>> BEGIN

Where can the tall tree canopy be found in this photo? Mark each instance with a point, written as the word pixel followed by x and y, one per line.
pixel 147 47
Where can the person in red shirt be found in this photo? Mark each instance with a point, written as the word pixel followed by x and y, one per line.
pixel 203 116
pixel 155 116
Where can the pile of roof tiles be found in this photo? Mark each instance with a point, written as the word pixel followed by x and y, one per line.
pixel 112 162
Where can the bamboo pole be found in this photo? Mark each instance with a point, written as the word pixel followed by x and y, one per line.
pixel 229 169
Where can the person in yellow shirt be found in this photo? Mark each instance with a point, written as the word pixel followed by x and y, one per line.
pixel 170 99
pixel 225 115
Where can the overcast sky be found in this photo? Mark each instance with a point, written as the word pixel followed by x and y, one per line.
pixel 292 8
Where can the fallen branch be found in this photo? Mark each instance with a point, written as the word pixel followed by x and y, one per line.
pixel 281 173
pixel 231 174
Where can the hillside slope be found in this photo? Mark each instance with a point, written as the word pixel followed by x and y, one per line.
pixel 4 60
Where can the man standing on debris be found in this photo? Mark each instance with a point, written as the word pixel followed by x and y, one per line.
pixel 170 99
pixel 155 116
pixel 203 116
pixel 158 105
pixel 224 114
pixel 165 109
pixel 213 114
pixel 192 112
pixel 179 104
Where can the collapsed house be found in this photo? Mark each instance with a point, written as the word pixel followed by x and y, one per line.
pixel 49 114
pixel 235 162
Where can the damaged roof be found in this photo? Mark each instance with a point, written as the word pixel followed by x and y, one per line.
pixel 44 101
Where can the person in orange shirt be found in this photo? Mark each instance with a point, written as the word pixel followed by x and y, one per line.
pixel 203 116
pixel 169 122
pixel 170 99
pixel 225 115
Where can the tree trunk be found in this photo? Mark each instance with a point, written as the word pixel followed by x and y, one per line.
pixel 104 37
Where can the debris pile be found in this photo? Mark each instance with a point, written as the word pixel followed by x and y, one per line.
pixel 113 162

>> END

= PROMPT =
Render every line of the data above as a Markdown table with two columns, "Row" for the row number and "Entry" for the line itself, leaving out any blank lines.

= THE RESULT =
| Row | Entry |
|---|---|
| 1 | Where can the tall tree canopy be found in this photo? Mark each instance with a point, written as the word pixel followed by x and y, one per line. |
| 2 | pixel 147 47 |
| 3 | Where can the person in red shirt be found in this photo? Mark each instance with a point, written as the word pixel followed by x and y, one per line. |
| 4 | pixel 203 116 |
| 5 | pixel 155 116 |
| 6 | Where can the pile of roof tiles be found in this photo? Mark each instance with a point, written as the word pixel followed by x and y, one per line. |
| 7 | pixel 112 162 |
| 8 | Where can the bamboo pole be found in this photo? Mark each instance with a point, written as the word pixel followed by x and y, one per line. |
| 9 | pixel 229 169 |
| 10 | Where can the person in yellow shirt be found in this photo? Mark each instance with a point, written as the word pixel followed by x and y, one per line. |
| 11 | pixel 170 99 |
| 12 | pixel 225 115 |
| 13 | Where can the overcast sky be found in this photo? Mark each instance with a point, written as the word pixel followed by x and y, one per line. |
| 14 | pixel 292 8 |
| 15 | Where can the fallen branch be found in this photo? Mark each instance with a point, written as the word pixel followed by x and y, one per line. |
| 16 | pixel 281 173 |
| 17 | pixel 231 174 |
| 18 | Where can the hillside slope be found in this photo? Mark each instance with a point, written as the word pixel followed by x and y, one per line. |
| 19 | pixel 4 60 |
| 20 | Where can the man standing on debris be found in this photo? Mark each instance with a point, written as the word pixel followed by x and y, one per line. |
| 21 | pixel 170 99 |
| 22 | pixel 155 116 |
| 23 | pixel 203 116 |
| 24 | pixel 158 105 |
| 25 | pixel 224 114 |
| 26 | pixel 165 109 |
| 27 | pixel 213 114 |
| 28 | pixel 192 112 |
| 29 | pixel 179 104 |
| 30 | Where can the collapsed house be found in this photo? Mark each instance with a point, written as the word pixel followed by x and y, one per line. |
| 31 | pixel 49 114 |
| 32 | pixel 235 162 |
| 33 | Where can the damaged roof be found in this photo? Mark each instance with a point, written as the word pixel followed by x and y, one per line. |
| 34 | pixel 44 101 |
| 35 | Where can the person in orange shirt be found in this photo? Mark each instance with a point, written as the word pixel followed by x and y, one per line. |
| 36 | pixel 203 116 |
| 37 | pixel 169 122 |
| 38 | pixel 170 99 |
| 39 | pixel 225 115 |
| 40 | Where can the tree trunk be found in this photo? Mark each instance with a point, written as the word pixel followed by x and y, one per line. |
| 41 | pixel 104 37 |
| 42 | Where can the debris pile be found in this photo? Mark each instance with a point, written as the word pixel followed by x and y, one per line. |
| 43 | pixel 113 162 |